• Action item:
Beginning with the line below that contains "Spot the thatched" and ending with the line that contains "[(239, 81), (44, 138), (224, 59)]", copy every line exactly. Copy nothing else.

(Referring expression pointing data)
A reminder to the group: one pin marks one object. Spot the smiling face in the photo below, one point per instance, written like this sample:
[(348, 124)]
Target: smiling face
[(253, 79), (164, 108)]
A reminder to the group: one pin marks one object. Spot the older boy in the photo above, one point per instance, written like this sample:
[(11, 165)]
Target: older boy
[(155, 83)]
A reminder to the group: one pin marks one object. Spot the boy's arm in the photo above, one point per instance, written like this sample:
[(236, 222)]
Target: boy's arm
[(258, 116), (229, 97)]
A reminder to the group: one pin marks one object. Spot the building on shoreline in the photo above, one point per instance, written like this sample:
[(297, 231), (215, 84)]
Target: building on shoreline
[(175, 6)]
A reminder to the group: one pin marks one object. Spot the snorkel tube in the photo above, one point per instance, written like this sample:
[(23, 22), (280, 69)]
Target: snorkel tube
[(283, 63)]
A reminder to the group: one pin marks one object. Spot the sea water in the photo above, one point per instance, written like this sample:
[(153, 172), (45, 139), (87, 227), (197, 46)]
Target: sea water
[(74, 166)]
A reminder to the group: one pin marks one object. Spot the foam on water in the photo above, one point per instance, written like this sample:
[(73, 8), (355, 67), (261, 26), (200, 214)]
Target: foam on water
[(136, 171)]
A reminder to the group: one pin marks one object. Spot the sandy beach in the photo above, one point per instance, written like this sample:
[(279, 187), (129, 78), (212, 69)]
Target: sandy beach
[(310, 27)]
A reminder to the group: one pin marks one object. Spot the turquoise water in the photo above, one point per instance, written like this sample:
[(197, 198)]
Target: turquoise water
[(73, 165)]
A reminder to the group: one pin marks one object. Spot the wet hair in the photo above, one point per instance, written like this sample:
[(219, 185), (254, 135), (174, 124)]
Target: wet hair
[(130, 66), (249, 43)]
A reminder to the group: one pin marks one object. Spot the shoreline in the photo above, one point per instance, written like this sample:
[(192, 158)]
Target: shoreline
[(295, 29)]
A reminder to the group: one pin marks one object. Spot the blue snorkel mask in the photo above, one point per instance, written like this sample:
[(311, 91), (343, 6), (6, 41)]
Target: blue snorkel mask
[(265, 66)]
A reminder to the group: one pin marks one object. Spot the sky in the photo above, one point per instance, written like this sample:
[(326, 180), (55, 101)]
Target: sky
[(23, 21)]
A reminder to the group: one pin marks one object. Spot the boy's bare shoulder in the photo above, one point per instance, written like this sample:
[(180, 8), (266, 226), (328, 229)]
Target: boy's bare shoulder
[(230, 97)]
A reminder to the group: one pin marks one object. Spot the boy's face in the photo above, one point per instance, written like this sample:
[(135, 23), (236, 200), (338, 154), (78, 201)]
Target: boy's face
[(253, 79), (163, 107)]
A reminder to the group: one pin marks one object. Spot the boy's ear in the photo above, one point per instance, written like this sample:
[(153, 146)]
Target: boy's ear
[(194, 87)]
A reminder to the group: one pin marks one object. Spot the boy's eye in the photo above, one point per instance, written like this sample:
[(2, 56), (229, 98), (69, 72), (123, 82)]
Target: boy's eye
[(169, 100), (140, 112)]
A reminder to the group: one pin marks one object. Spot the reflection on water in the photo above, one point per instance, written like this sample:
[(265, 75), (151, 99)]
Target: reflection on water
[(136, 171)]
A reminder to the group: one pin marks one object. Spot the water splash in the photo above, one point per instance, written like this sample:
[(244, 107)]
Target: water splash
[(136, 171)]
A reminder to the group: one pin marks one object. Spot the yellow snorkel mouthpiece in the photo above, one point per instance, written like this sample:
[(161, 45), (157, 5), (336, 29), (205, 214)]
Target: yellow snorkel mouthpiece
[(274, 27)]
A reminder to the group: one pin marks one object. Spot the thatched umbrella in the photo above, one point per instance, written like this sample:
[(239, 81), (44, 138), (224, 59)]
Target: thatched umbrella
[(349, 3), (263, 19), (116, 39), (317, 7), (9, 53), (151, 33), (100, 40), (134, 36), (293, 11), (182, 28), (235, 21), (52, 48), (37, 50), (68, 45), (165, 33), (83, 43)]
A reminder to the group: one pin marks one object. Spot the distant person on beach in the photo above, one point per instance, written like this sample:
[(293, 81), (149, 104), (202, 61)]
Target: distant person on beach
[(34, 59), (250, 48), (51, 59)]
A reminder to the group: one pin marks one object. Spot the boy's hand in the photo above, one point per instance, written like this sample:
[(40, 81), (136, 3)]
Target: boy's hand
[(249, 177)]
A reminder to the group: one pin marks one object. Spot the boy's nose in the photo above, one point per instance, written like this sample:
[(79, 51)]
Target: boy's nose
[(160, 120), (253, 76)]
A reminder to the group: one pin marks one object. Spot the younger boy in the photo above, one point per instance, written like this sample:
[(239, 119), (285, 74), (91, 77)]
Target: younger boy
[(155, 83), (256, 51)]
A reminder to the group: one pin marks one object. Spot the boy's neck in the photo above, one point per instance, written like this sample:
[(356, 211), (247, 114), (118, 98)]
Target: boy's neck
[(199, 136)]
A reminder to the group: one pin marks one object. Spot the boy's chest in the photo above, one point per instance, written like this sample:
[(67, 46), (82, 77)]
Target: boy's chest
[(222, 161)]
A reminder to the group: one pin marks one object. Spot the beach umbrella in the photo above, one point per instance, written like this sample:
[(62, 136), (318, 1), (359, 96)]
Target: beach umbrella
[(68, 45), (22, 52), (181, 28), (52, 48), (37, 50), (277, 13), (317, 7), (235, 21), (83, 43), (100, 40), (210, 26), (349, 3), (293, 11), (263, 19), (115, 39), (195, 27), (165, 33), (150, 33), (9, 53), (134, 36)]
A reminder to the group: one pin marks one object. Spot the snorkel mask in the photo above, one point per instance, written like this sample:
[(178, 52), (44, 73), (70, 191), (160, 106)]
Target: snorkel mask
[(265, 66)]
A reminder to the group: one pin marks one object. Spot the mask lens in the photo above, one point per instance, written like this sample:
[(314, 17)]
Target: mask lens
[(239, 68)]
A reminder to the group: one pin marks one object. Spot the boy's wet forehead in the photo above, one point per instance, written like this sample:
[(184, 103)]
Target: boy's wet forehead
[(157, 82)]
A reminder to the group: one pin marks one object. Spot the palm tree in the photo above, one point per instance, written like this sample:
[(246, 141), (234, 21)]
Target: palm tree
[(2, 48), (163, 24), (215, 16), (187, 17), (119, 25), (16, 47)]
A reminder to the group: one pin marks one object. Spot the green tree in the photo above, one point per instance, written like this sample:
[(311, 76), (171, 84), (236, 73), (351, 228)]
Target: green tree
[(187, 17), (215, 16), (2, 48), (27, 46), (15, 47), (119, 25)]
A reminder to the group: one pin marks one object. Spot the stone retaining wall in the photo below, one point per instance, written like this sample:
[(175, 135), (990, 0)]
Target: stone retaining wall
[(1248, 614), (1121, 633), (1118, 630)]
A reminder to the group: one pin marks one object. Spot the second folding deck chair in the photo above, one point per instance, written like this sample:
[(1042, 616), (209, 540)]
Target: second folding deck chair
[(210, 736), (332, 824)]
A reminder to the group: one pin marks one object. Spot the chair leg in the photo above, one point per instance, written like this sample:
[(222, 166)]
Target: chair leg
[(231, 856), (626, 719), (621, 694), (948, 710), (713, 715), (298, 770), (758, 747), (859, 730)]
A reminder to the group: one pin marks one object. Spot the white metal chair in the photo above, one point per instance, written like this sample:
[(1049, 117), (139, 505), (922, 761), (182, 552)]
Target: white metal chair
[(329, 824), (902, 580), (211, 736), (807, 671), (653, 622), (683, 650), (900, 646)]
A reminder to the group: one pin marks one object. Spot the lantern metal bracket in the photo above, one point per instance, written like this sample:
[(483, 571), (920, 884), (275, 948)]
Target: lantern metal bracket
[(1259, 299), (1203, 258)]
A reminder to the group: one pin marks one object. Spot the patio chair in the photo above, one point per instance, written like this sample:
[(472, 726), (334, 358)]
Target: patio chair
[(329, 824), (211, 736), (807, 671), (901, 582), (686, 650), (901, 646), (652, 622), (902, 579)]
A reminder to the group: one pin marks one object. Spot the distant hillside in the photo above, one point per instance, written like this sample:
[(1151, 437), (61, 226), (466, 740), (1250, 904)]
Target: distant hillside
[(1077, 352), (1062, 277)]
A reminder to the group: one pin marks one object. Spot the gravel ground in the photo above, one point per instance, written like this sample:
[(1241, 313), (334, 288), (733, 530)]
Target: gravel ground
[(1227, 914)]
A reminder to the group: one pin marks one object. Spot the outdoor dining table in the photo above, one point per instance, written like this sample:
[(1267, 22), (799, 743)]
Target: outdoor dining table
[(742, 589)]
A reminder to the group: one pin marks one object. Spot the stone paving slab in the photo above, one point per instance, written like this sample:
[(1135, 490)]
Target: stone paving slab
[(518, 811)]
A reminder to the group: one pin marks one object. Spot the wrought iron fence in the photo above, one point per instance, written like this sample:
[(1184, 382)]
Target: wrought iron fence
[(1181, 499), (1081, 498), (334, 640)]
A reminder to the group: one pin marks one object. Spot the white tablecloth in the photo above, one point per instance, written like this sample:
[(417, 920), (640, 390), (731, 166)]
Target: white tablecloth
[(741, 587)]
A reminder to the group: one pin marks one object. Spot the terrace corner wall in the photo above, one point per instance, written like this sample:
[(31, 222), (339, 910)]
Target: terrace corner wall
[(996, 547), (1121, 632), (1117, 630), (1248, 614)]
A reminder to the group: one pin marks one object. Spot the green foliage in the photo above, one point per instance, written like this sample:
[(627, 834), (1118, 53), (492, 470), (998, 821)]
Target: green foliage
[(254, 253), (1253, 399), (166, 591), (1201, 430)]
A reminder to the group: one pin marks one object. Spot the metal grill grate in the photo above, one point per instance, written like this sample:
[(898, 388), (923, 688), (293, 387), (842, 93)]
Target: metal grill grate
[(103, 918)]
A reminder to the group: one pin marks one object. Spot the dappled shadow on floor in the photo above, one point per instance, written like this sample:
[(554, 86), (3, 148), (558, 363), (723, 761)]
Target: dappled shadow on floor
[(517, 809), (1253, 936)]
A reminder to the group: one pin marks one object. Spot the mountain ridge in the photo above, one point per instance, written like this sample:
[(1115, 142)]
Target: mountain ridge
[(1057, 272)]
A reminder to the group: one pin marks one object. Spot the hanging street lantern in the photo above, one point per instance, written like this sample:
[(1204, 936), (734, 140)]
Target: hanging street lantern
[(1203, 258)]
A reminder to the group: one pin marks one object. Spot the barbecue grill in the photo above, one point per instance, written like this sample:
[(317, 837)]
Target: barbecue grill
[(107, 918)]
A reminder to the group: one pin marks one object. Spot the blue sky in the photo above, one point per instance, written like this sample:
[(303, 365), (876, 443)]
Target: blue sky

• Written answer:
A reminder to the group: one pin marks one object. Spot the thatched umbrella in the photo above, one point per instance, written like this sample:
[(239, 81), (44, 138), (224, 59)]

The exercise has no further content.